-- START Supplied passage --

The sewer bill, in fact, is what cost Pack and her co-workers their jobs. In 1996, the average monthly sewer bill for a family of four in Birmingham was only $14.71 — but that was before the county decided to build an elaborate new sewer system with the help of out-of-state financial wizards with names like Bear Stearns, Lehman Brothers, Goldman Sachs and JP Morgan Chase. The result was a monstrous pile of borrowed money that the county used to build, in essence, the world's grandest toilet — "the Taj Mahal of sewer-treatment plants" is how one county worker put it. What happened here in Jefferson County would turn out to be the perfect metaphor for the peculiar alchemy of modern oligarchical capitalism: A mob of corrupt local officials and morally absent financiers got together to build a giant device that converted human shit into billions of dollars of profit for Wall Street — and misery for people like Lisa Pack.

-- END Supplied passage --

-- Aim A --
Condense the paragraph of the Jefferson County sewer passage beginning "The sewer bill, in fact" into a shorter version that keeps its main facts.

-- START Record set --

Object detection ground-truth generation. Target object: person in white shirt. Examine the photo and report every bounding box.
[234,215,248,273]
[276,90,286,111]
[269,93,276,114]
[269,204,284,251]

-- END Record set --

-- Aim B --
Reproduce the rows that follow the Jefferson County sewer passage, switching "white shirt" to "red jacket" and leaving everything else unchanged.

-- Written solution A --
The sewer bill is what cost Pack and her co-workers their jobs. In 1996, a Birmingham family of four paid an average of $14.71 a month for sewer service. Then the county built an elaborate new sewer system with help from out-of-state financiers, including Bear Stearns, Lehman Brothers, Goldman Sachs and JP Morgan Chase. The project ran up a huge pile of borrowed money, and one county worker called the result "the Taj Mahal of sewer-treatment plants." Jefferson County's story is a metaphor for modern oligarchical capitalism: corrupt local officials and financiers built a device that turned human waste into billions in Wall Street profit and into misery for people like Lisa Pack.

-- Written solution B --
Object detection ground-truth generation. Target object: person in red jacket. Examine the photo and report every bounding box.
[234,215,248,273]
[276,90,286,111]
[269,93,276,114]
[269,204,284,251]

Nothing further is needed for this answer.